━━━━━ SUPPLIED ENTRIES ━━━━━
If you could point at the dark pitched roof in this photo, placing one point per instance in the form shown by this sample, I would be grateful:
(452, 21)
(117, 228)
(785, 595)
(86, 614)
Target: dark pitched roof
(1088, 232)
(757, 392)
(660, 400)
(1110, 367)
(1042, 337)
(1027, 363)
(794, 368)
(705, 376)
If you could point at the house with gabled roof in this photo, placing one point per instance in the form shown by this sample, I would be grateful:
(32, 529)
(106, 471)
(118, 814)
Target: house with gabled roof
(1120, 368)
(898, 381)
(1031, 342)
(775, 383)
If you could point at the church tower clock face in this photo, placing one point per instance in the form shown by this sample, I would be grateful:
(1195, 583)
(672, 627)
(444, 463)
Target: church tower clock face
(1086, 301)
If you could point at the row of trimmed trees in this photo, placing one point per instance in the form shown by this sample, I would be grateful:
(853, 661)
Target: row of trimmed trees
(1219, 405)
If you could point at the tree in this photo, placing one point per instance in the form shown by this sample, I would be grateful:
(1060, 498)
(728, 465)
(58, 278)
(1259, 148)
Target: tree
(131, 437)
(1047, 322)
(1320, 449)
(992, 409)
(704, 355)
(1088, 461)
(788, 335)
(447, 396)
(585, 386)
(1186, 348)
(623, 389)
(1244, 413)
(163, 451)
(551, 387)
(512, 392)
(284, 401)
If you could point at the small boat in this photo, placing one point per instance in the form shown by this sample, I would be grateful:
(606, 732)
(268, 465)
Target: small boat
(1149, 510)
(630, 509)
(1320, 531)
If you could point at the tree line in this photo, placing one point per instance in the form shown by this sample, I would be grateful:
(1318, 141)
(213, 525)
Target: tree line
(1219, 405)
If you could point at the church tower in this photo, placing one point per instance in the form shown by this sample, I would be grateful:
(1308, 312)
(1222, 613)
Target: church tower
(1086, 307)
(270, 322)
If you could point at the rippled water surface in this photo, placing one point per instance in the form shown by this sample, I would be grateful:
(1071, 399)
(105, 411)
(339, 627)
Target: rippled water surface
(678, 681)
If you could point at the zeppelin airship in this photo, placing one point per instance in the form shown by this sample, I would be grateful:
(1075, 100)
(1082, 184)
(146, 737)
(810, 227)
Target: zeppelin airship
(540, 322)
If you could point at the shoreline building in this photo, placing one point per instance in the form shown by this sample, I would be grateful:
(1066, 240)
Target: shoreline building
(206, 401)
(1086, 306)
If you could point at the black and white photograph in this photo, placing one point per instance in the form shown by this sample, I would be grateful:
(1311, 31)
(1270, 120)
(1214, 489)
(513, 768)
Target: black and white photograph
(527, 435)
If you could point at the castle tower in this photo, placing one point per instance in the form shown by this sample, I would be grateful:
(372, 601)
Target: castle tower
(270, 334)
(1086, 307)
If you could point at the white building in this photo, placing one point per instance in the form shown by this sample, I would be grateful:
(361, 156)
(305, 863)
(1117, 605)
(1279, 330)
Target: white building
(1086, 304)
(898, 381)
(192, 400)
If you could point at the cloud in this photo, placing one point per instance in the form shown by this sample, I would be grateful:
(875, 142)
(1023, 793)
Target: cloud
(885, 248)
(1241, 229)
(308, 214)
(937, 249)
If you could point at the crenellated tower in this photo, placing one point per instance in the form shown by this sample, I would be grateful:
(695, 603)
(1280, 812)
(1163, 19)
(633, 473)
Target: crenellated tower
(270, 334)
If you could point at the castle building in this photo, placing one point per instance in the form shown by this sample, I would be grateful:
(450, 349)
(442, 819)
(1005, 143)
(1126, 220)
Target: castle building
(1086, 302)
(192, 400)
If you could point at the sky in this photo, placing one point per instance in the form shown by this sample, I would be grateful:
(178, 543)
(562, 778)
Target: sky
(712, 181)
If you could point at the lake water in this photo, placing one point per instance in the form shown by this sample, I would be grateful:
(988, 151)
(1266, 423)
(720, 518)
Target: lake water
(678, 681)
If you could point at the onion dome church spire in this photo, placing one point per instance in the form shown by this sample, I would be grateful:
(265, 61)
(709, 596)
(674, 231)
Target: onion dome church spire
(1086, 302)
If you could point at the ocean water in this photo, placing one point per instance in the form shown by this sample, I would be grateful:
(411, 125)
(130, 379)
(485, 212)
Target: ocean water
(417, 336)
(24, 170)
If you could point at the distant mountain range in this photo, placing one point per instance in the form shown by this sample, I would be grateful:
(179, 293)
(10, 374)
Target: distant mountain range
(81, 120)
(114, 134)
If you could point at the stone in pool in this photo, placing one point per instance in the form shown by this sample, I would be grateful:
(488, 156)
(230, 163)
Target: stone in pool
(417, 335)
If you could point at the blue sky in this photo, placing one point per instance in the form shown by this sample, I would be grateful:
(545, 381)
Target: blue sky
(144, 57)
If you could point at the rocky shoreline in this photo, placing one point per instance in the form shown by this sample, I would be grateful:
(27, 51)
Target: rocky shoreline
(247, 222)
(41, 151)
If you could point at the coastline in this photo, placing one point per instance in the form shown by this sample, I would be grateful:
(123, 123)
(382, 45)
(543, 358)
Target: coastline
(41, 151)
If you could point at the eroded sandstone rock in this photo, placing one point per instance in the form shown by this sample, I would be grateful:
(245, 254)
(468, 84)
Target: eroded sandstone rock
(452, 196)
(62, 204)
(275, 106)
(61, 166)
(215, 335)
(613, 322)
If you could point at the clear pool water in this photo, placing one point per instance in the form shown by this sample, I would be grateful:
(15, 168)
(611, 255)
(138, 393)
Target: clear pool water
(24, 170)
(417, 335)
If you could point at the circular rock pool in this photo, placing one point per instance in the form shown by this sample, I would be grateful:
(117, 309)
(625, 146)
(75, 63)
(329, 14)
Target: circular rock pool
━━━━━
[PROMPT]: Go through the entries and filter for lines holding the word "circular"; copy each match.

[EXPECTED ANSWER]:
If you could point at the circular rock pool in this photo, placing one point per instance in the form shown by this sample, I would be grateful:
Target: circular rock pool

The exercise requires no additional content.